**The problem:**
Exactly as written, repeat all of the records below.

Stored records

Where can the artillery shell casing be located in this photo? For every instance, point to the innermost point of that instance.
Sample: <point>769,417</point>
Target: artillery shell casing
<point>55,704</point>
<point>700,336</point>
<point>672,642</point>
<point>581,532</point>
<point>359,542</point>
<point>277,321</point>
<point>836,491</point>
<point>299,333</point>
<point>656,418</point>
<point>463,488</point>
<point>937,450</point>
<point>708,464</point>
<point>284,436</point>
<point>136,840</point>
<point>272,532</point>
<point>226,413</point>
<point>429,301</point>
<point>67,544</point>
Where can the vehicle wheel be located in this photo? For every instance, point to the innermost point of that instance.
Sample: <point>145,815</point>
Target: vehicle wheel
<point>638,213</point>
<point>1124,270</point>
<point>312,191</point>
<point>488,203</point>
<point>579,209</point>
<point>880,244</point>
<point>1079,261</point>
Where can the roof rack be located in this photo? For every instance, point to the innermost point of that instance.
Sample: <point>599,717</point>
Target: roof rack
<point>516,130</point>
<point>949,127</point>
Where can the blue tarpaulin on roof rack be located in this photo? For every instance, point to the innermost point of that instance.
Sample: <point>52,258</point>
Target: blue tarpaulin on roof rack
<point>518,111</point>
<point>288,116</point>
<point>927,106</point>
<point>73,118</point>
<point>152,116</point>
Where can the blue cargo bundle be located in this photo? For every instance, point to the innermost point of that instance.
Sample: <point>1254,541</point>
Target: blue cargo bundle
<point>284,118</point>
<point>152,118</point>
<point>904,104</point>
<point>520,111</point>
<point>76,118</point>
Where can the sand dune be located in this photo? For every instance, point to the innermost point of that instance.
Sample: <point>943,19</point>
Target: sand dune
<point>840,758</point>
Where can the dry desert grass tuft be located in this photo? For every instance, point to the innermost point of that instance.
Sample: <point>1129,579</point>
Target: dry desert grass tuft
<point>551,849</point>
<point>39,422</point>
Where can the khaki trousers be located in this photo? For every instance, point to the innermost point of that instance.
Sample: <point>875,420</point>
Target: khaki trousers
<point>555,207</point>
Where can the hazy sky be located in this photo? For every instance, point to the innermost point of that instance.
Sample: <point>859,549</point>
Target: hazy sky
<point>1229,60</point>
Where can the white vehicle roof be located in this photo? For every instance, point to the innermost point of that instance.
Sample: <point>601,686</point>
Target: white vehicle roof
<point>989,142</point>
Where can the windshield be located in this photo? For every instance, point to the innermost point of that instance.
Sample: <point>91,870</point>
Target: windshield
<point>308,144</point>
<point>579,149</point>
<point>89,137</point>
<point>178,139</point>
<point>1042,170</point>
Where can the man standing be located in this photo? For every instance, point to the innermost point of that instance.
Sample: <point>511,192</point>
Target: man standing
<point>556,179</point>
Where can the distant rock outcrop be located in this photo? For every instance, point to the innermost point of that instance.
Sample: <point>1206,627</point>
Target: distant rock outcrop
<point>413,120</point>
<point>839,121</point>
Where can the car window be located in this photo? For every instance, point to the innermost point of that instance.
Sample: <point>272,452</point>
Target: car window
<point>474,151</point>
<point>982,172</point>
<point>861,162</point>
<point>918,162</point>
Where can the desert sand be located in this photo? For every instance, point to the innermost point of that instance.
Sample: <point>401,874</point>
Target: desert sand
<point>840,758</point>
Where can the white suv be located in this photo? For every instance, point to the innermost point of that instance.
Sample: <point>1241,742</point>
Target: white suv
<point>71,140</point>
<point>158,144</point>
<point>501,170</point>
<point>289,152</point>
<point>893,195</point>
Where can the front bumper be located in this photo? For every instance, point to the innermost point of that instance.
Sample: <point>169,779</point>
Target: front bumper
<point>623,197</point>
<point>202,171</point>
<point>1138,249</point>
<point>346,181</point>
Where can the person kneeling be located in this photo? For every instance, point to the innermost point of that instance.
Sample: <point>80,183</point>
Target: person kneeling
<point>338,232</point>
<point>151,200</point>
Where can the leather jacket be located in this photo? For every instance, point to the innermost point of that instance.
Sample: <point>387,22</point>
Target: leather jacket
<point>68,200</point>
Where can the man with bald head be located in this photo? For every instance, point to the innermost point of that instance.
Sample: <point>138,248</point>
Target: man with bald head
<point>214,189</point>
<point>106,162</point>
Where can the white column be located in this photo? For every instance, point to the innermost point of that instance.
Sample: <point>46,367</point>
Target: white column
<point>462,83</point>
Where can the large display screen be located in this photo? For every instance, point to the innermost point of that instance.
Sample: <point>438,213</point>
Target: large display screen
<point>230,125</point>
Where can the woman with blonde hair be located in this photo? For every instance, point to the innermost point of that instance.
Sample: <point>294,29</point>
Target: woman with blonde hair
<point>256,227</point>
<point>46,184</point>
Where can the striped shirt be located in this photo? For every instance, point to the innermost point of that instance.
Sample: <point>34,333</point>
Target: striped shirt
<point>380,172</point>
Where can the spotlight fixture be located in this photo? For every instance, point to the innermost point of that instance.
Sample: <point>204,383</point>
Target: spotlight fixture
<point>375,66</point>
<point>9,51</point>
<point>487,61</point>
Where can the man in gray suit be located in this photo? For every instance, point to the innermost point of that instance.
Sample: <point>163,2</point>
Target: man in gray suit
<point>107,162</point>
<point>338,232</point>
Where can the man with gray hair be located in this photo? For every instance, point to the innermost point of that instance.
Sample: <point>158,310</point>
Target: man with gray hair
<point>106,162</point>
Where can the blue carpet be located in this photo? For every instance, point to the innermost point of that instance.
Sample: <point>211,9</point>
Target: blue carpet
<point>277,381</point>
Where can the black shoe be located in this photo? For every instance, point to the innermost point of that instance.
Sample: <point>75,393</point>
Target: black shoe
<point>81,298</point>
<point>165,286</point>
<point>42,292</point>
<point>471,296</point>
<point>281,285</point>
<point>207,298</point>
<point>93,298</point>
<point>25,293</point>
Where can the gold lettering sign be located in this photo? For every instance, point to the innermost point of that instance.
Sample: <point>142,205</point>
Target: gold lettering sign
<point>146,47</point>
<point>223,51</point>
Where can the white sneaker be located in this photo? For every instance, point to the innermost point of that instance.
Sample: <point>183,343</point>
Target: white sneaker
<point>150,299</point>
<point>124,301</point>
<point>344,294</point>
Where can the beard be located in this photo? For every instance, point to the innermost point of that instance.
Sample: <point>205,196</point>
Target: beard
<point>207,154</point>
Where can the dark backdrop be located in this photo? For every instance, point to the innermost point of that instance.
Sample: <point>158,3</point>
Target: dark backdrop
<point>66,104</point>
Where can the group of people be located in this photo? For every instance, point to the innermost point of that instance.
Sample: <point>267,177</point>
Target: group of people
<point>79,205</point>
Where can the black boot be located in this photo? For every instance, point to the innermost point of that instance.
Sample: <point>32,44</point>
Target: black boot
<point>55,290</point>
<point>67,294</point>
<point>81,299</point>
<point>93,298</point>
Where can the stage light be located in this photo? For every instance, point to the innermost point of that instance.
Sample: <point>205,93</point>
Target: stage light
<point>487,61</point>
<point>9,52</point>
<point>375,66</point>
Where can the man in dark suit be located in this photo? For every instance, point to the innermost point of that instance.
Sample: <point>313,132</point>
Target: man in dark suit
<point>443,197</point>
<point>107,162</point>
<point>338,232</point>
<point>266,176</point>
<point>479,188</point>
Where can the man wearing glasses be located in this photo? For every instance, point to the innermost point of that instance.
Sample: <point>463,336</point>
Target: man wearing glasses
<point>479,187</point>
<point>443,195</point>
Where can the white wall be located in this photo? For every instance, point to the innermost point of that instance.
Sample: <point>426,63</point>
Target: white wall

**Response below:**
Where can the artillery shell casing be located in this photo? For every instance, point to the innermost point of that instance.
Sample: <point>769,417</point>
Target: artillery shell casing
<point>55,704</point>
<point>700,336</point>
<point>672,642</point>
<point>581,532</point>
<point>359,542</point>
<point>277,321</point>
<point>836,491</point>
<point>299,333</point>
<point>656,418</point>
<point>463,488</point>
<point>937,450</point>
<point>708,464</point>
<point>284,436</point>
<point>136,840</point>
<point>272,532</point>
<point>226,413</point>
<point>429,301</point>
<point>67,544</point>
Where can the vehicle wheel be located in this photo? For every instance, point to the innermost point of that instance.
Sample: <point>145,815</point>
Target: vehicle wheel
<point>638,213</point>
<point>1124,270</point>
<point>312,191</point>
<point>488,203</point>
<point>579,209</point>
<point>880,244</point>
<point>1079,261</point>
Where can the roof rack be located in this photo? For every instance, point to the innermost point of that instance.
Sample: <point>599,717</point>
Target: roof rack
<point>516,130</point>
<point>949,127</point>
Where can the blue tarpaulin on roof rack be located in this photo? For every instance, point to the innermost point of that instance.
Sample: <point>52,258</point>
Target: blue tarpaulin on roof rack
<point>518,111</point>
<point>288,116</point>
<point>927,106</point>
<point>73,118</point>
<point>152,116</point>
Where can the blue cargo bundle be located in this photo? For every instance, point to the innermost point of that instance.
Sample: <point>1254,541</point>
Target: blue cargo bundle
<point>284,118</point>
<point>152,118</point>
<point>904,104</point>
<point>520,111</point>
<point>76,118</point>
Where can the sand dune be located in this photo? For every instance, point to the innermost point of that instance.
Sample: <point>943,19</point>
Target: sand dune
<point>840,758</point>
Where can the dry desert grass tuft be located in this photo? For every instance, point to the innermost point of that instance.
Sample: <point>1129,579</point>
Target: dry desert grass tuft
<point>551,849</point>
<point>39,422</point>
Where can the khaki trousers be located in this photo? For every instance, point to the innermost point of that instance.
Sample: <point>875,420</point>
Target: khaki trousers
<point>555,207</point>
Where can the hazy sky be located in this photo? For every instance, point to the innermost point of that instance.
Sample: <point>859,549</point>
Target: hazy sky
<point>1229,60</point>
Where can the white vehicle roof be located in this photo? For every instance, point to the innermost point of that instance.
Sample: <point>601,686</point>
Target: white vehicle roof
<point>989,142</point>
Where can the windshield be located in this photo? For every instance, point to the innermost point of that instance.
Sample: <point>91,870</point>
Target: windshield
<point>308,144</point>
<point>579,149</point>
<point>89,137</point>
<point>178,139</point>
<point>1042,170</point>
Where can the man standing be located in this photo? For every instance, point to the innermost point of that instance.
Sample: <point>511,192</point>
Target: man standing
<point>556,179</point>
Where can the distant rock outcrop be located in this photo? For every instance, point to the innermost point of that instance.
Sample: <point>1206,627</point>
Target: distant rock outcrop
<point>413,120</point>
<point>839,121</point>
Where can the car window be located in this photo? For every instance, point to the innermost point of that instance.
Sample: <point>272,452</point>
Target: car window
<point>474,151</point>
<point>982,172</point>
<point>861,162</point>
<point>918,162</point>
Where can the desert sand be located in this photo? For every instance, point to the innermost point of that instance.
Sample: <point>401,874</point>
Target: desert sand
<point>840,758</point>
Where can the white suv be located in this photo? For every instance, point to the innermost point of that instance.
Sample: <point>1241,742</point>
Target: white suv
<point>71,140</point>
<point>158,144</point>
<point>501,170</point>
<point>289,152</point>
<point>893,195</point>
Where can the front bumper be located in this photo? For every instance, point to the innermost point of that instance.
Sample: <point>169,779</point>
Target: front bumper
<point>623,197</point>
<point>202,171</point>
<point>1138,249</point>
<point>346,181</point>
Where can the person kneeling be located in this photo? For every instance, point to the innermost point of that instance.
Sample: <point>80,183</point>
Target: person kneeling
<point>338,232</point>
<point>151,200</point>
Where can the leather jacket be located in this photo? For every instance, point to the innermost point of that instance.
Sample: <point>387,22</point>
Target: leather jacket
<point>68,200</point>
Where can the man with bald head be located in this photo? For every instance, point to the innermost point of that instance.
Sample: <point>138,248</point>
Target: man with bald head
<point>214,189</point>
<point>106,162</point>
Where can the white column be located in this photo? For every instance, point to the innermost point of that instance.
Sample: <point>46,367</point>
Target: white column
<point>462,83</point>
Where can the large display screen be located in this photo? For every instance, point to the innermost point of that instance.
Sample: <point>438,213</point>
Target: large display screen
<point>230,125</point>
Where can the woman with blonde hair be located in this photo? For every instance, point to the innermost point of that instance.
Sample: <point>294,29</point>
Target: woman with blonde hair
<point>256,227</point>
<point>46,184</point>
Where can the striped shirt be located in this photo? For every instance, point to the innermost point of that instance.
Sample: <point>34,333</point>
Target: striped shirt
<point>380,172</point>
Where can the spotlight fixture be located in this photo? For every instance, point to the innermost point of that instance.
Sample: <point>204,383</point>
Target: spotlight fixture
<point>375,66</point>
<point>9,51</point>
<point>487,61</point>
Where can the man in gray suit be located in this photo? For every instance, point to the innermost point of that instance.
Sample: <point>163,2</point>
Target: man in gray suit
<point>107,162</point>
<point>338,232</point>
Where can the man with gray hair be located in this photo? For every instance, point to the innermost point of that instance.
Sample: <point>158,310</point>
Target: man with gray hair
<point>106,162</point>
Where can the blue carpet be located in this photo? For every instance, point to the innermost point of that instance.
Sample: <point>211,9</point>
Target: blue carpet
<point>277,381</point>
Where can the black shoe be located in this photo? For every instance, point to the innermost point of that instance.
Sample: <point>75,393</point>
Target: black shoe
<point>81,298</point>
<point>165,286</point>
<point>42,292</point>
<point>471,296</point>
<point>281,285</point>
<point>207,298</point>
<point>93,298</point>
<point>25,293</point>
Where can the gold lettering sign be located in this photo? For every instance, point to the innermost point of that instance.
Sample: <point>142,205</point>
Target: gold lettering sign
<point>146,47</point>
<point>223,51</point>
Where can the white sneaker be located in this photo? For every instance, point to the innermost point of that instance.
Sample: <point>183,343</point>
Target: white sneaker
<point>150,299</point>
<point>124,301</point>
<point>344,294</point>
Where can the beard be located in this photo? For every instance, point to the innermost point of that instance.
Sample: <point>205,196</point>
Target: beard
<point>207,154</point>
Where can the dark backdrop be located in this photo? For every instance, point to the innermost point of that instance.
Sample: <point>158,3</point>
Target: dark backdrop
<point>66,104</point>
Where can the group of people be located in this photo? For every instance, point to the innermost point of that instance.
Sample: <point>267,177</point>
Target: group of people
<point>79,205</point>
Where can the black boot be located in this photo? For every instance, point to the innermost point of that instance.
Sample: <point>32,44</point>
Target: black boot
<point>55,290</point>
<point>67,294</point>
<point>81,299</point>
<point>93,298</point>
Where can the stage light be located in this photo? For every instance, point to the innermost point of that instance.
Sample: <point>205,93</point>
Target: stage light
<point>487,61</point>
<point>9,52</point>
<point>375,66</point>
Where can the man in dark suit be located in this photo? For every instance, point to the innermost point of that instance.
Sample: <point>313,132</point>
Target: man in dark suit
<point>443,197</point>
<point>107,162</point>
<point>338,232</point>
<point>266,176</point>
<point>479,188</point>
Where can the man wearing glasses be located in this photo? For every instance, point to the innermost point of that instance.
Sample: <point>463,336</point>
Target: man wearing glasses
<point>479,187</point>
<point>443,195</point>
Where can the white wall be located in this photo? For every instance, point to the innermost point of that instance.
Sample: <point>426,63</point>
Target: white wall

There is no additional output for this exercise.